> [Exercise details] Below are some records; write them all out again exactly.

> [Source records]
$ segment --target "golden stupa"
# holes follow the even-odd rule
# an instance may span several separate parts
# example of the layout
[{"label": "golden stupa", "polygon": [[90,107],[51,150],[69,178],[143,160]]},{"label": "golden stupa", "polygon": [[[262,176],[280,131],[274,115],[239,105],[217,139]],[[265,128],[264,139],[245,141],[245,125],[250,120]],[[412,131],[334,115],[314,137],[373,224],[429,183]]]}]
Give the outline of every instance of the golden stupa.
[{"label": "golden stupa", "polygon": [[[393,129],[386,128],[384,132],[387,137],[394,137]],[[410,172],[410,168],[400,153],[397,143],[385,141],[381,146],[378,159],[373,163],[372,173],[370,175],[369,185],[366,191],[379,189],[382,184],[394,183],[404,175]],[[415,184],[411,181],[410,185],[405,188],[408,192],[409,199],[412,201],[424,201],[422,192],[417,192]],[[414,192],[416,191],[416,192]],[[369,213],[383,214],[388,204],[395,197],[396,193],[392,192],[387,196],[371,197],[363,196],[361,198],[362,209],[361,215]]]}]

> [Answer to this exercise]
$ segment --target "golden stupa"
# holes follow the even-odd rule
# an instance may span several separate parts
# example of the layout
[{"label": "golden stupa", "polygon": [[90,107],[51,150],[69,178],[143,160]]},{"label": "golden stupa", "polygon": [[[262,176],[280,131],[274,115],[239,105],[217,139]],[[265,128],[264,139],[245,141],[245,125],[250,120]],[[412,131],[334,115],[314,137],[373,224],[429,183]]]}]
Give the outline of every instance of the golden stupa.
[{"label": "golden stupa", "polygon": [[[393,129],[386,128],[384,132],[387,137],[394,137]],[[410,172],[410,168],[400,153],[397,143],[385,141],[381,146],[378,159],[373,163],[372,173],[370,175],[369,185],[366,191],[379,189],[382,184],[394,183],[404,175]],[[415,184],[411,181],[410,185],[405,188],[408,192],[409,199],[412,201],[424,201],[422,192],[417,192]],[[414,192],[416,191],[416,192]],[[369,213],[383,214],[388,204],[395,197],[396,193],[392,192],[387,196],[371,197],[363,196],[361,198],[362,209],[361,215]]]}]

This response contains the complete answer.